Saved entries
···

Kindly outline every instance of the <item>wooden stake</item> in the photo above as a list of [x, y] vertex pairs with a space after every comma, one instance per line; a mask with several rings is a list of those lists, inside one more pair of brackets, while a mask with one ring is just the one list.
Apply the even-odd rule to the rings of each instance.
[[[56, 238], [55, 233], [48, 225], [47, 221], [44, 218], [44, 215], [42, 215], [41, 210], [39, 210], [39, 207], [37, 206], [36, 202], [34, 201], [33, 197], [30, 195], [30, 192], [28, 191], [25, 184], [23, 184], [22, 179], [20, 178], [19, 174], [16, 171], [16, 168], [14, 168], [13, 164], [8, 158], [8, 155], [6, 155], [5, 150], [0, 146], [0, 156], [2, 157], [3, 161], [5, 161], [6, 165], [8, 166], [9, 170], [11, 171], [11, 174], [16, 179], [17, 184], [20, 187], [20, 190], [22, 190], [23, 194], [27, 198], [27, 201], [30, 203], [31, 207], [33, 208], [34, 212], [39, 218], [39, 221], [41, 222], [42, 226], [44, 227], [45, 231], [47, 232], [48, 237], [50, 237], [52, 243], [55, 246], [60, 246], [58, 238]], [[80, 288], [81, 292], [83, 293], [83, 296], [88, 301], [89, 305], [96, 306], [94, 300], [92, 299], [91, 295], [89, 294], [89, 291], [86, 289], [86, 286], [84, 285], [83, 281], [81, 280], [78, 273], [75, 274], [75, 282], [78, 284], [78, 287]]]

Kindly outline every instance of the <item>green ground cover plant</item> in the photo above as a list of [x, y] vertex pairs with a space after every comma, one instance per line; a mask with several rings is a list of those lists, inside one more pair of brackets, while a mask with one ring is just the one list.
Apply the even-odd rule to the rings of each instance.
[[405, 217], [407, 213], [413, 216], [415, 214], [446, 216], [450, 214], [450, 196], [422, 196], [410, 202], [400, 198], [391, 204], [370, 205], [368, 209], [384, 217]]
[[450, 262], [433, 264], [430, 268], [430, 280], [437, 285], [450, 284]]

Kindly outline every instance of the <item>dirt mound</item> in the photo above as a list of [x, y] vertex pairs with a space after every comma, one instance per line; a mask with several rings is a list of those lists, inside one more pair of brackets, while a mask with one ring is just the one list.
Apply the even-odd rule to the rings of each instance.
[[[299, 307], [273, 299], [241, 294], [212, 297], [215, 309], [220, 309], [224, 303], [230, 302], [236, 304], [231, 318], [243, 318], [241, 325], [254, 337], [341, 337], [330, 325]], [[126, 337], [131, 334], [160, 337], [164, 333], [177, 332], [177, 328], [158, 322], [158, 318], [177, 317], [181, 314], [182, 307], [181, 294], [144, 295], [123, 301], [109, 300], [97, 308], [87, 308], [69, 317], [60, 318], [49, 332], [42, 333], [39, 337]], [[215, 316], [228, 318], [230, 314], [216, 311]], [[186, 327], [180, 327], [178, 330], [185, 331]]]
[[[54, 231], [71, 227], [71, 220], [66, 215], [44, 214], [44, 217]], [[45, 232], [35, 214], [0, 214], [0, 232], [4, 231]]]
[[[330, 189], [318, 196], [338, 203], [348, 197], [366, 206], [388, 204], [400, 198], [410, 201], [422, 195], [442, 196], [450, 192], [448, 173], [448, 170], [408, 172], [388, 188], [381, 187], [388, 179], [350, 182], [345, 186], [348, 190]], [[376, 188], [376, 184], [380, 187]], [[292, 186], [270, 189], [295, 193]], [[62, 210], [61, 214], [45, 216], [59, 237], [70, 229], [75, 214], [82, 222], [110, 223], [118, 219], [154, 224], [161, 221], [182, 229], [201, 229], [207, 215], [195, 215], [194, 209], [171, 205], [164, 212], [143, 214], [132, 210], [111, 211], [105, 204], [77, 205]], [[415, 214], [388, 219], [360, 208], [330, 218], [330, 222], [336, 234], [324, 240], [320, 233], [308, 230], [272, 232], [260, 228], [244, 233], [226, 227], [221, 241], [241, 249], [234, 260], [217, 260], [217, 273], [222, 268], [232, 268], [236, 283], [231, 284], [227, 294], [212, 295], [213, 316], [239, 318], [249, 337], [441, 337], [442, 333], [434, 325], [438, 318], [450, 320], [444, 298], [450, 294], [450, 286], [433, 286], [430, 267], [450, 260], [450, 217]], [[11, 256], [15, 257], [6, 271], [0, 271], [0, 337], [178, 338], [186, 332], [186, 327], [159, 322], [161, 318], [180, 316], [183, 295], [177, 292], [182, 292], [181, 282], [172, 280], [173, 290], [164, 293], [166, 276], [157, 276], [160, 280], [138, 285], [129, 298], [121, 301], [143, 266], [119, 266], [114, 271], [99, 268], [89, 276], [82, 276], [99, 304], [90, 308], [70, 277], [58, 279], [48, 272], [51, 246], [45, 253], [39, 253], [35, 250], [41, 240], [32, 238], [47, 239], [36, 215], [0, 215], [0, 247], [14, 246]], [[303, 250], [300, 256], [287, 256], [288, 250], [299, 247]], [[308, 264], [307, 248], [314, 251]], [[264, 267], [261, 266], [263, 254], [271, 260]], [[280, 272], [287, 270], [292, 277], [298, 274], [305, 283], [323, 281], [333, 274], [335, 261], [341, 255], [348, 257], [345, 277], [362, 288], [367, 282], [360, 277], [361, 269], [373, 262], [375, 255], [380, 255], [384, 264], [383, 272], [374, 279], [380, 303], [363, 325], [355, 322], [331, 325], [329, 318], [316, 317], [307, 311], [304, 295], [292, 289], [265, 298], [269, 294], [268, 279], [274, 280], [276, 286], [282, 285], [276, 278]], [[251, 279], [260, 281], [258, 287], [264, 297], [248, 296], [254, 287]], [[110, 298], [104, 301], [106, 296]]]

···

:: About this task ::
Would you retype the records above without changing a word?

:: Exercise answer ::
Kindly outline every instance of the <item>wooden stake</item> in the photo above as a list of [x, y] vertex pairs with a space after every comma, one instance per line; a mask with several rings is a list of those lists, inside one more pair of brackets, while a mask with one ring is just the one list.
Apply the even-odd rule to the rings of each instance.
[[[56, 238], [55, 233], [48, 225], [47, 221], [44, 218], [44, 215], [42, 215], [41, 210], [39, 210], [39, 207], [37, 206], [36, 202], [34, 201], [33, 197], [30, 195], [30, 192], [28, 191], [25, 184], [23, 184], [22, 179], [20, 178], [19, 174], [16, 171], [16, 168], [14, 168], [13, 164], [8, 158], [8, 155], [6, 155], [5, 150], [0, 146], [0, 156], [2, 157], [3, 161], [5, 161], [6, 165], [8, 166], [9, 170], [11, 171], [11, 174], [16, 179], [17, 184], [20, 187], [20, 190], [22, 190], [23, 194], [27, 198], [27, 201], [30, 203], [31, 207], [33, 208], [34, 212], [39, 218], [39, 221], [41, 222], [42, 226], [44, 227], [45, 231], [47, 232], [48, 237], [50, 237], [52, 243], [55, 246], [60, 246], [58, 238]], [[80, 288], [81, 292], [83, 293], [83, 296], [88, 301], [89, 305], [96, 306], [94, 300], [92, 299], [91, 295], [89, 294], [89, 291], [86, 289], [86, 286], [84, 285], [83, 281], [81, 280], [78, 273], [75, 274], [75, 282], [78, 284], [78, 287]]]

Kindly outline every instance of the <item>green ground cover plant</item> in the photo above as a list of [x, y] vertex pairs with a space after every comma, one instance per line; a mask with several rings is a list of those lists, inside one more pair of brackets, while a mask with one ring is just the one list.
Apply the even-odd rule to the rings of each instance.
[[405, 217], [407, 213], [413, 216], [415, 214], [446, 216], [450, 214], [450, 196], [422, 196], [410, 202], [400, 198], [391, 204], [370, 205], [368, 209], [384, 217]]
[[450, 262], [433, 264], [430, 268], [430, 280], [437, 285], [450, 284]]

Kindly outline every instance of the <item>dirt mound</item> in the photo above as a list of [x, y] vertex pairs with a space after every comma, one instance per line; a mask with several rings is a list of those lists, inside one more pair of brackets, while a mask with one ring is just the one list.
Apply the even-odd rule to the rings of each instance.
[[[299, 307], [273, 299], [241, 294], [212, 297], [215, 309], [220, 309], [224, 303], [230, 302], [236, 304], [231, 318], [243, 318], [241, 325], [254, 337], [341, 337], [330, 325]], [[126, 337], [131, 334], [160, 337], [164, 333], [177, 332], [177, 328], [158, 322], [158, 318], [177, 317], [181, 314], [182, 307], [181, 294], [144, 295], [123, 301], [109, 300], [97, 308], [87, 308], [69, 317], [60, 318], [49, 332], [42, 333], [39, 337]], [[215, 316], [228, 318], [230, 314], [216, 311]], [[186, 327], [180, 327], [178, 330], [185, 331]]]
[[[54, 231], [71, 227], [71, 220], [66, 215], [44, 214], [44, 217]], [[45, 232], [35, 214], [0, 214], [0, 232], [4, 231]]]
[[[330, 189], [318, 196], [338, 203], [348, 197], [366, 206], [388, 204], [400, 198], [410, 201], [422, 195], [442, 196], [450, 192], [448, 173], [448, 170], [408, 172], [388, 188], [381, 187], [388, 179], [350, 182], [345, 186], [348, 190]], [[376, 188], [376, 184], [380, 187]], [[292, 186], [270, 189], [295, 193]], [[62, 210], [61, 214], [45, 216], [59, 237], [70, 229], [75, 214], [82, 222], [110, 223], [118, 219], [154, 224], [161, 221], [182, 229], [201, 229], [207, 215], [195, 215], [194, 209], [171, 205], [164, 212], [143, 214], [132, 210], [111, 211], [105, 204], [77, 205]], [[415, 214], [388, 219], [360, 208], [330, 218], [330, 222], [336, 234], [324, 240], [320, 233], [308, 230], [272, 232], [260, 228], [244, 233], [226, 227], [221, 241], [241, 249], [234, 260], [217, 260], [217, 273], [222, 268], [232, 268], [236, 283], [231, 284], [227, 294], [212, 295], [213, 316], [239, 318], [249, 337], [441, 337], [442, 333], [434, 325], [438, 318], [450, 320], [444, 298], [450, 294], [450, 286], [433, 286], [430, 267], [450, 260], [450, 217]], [[11, 256], [15, 257], [6, 271], [0, 271], [0, 337], [178, 338], [186, 332], [186, 327], [159, 322], [161, 318], [180, 316], [183, 295], [177, 292], [182, 292], [181, 282], [172, 280], [173, 290], [164, 293], [166, 276], [157, 276], [160, 280], [138, 285], [129, 298], [121, 301], [143, 266], [119, 266], [114, 271], [99, 268], [89, 276], [82, 276], [99, 304], [90, 308], [70, 277], [58, 279], [48, 272], [51, 246], [45, 253], [39, 253], [35, 250], [41, 240], [32, 238], [47, 239], [36, 215], [0, 215], [0, 247], [14, 246]], [[303, 250], [300, 256], [287, 256], [288, 250], [299, 247]], [[308, 264], [307, 248], [314, 251]], [[264, 267], [261, 266], [263, 254], [271, 260]], [[280, 272], [287, 270], [292, 277], [298, 274], [305, 283], [323, 281], [333, 274], [335, 261], [341, 255], [348, 257], [345, 277], [362, 288], [367, 282], [360, 277], [361, 269], [373, 262], [375, 255], [380, 255], [384, 264], [383, 272], [374, 279], [380, 303], [363, 325], [355, 322], [331, 325], [329, 318], [316, 317], [307, 311], [304, 295], [292, 289], [265, 298], [269, 294], [268, 279], [274, 280], [276, 286], [282, 285], [276, 278]], [[251, 279], [260, 281], [258, 287], [264, 297], [248, 296], [254, 287]], [[110, 298], [104, 301], [106, 296]]]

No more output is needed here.